[PROVIDED MATERIAL]

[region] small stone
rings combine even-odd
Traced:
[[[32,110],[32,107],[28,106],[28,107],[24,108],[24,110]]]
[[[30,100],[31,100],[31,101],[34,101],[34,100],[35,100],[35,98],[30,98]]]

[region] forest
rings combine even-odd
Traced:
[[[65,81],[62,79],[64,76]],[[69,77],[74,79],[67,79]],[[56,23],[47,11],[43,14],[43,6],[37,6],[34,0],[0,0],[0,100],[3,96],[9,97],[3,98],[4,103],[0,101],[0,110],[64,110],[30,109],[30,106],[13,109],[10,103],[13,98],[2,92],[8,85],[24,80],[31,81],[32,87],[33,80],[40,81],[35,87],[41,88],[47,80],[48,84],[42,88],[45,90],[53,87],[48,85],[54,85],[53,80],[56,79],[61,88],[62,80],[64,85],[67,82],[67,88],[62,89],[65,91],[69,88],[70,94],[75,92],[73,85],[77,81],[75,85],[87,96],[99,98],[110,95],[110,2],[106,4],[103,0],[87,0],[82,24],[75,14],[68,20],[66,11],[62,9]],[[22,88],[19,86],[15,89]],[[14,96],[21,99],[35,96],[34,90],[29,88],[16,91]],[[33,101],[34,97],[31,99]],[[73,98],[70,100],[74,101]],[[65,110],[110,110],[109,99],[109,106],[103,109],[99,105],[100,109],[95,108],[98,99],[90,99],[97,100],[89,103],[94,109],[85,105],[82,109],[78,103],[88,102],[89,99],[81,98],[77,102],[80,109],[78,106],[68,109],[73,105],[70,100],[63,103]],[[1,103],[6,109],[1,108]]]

[DIRECTIONS FOR THIS TASK]
Write out everything in the listing from the line containing "[region] forest" down to the end of the listing, including that first line.

[EXERCISE OUTPUT]
[region] forest
rings combine even-odd
Traced:
[[[65,81],[62,79],[64,76]],[[69,77],[74,79],[67,79]],[[56,23],[47,11],[43,14],[43,6],[37,6],[34,0],[0,0],[0,100],[3,96],[9,97],[3,98],[4,103],[0,101],[0,110],[64,110],[30,109],[30,106],[13,109],[10,103],[13,98],[2,92],[8,85],[24,80],[31,81],[32,87],[33,80],[40,81],[35,87],[41,88],[47,80],[48,84],[42,88],[45,90],[53,87],[48,85],[54,85],[53,80],[56,79],[61,88],[62,80],[64,85],[67,82],[67,88],[62,89],[65,91],[69,88],[70,94],[75,92],[73,85],[77,81],[75,85],[87,96],[99,98],[110,95],[110,2],[106,4],[103,0],[87,0],[82,24],[75,14],[68,20],[66,11],[62,9]],[[22,88],[19,86],[15,89]],[[14,96],[21,99],[35,96],[34,90],[29,88],[16,91]],[[33,101],[34,97],[31,99]],[[73,98],[70,100],[74,101]],[[65,110],[110,110],[109,99],[109,106],[103,109],[99,105],[100,109],[95,108],[98,99],[90,99],[97,100],[89,103],[94,109],[85,105],[82,109],[78,103],[88,102],[89,99],[81,98],[77,102],[80,109],[78,106],[68,109],[73,105],[70,100],[63,103]],[[1,103],[6,109],[1,108]]]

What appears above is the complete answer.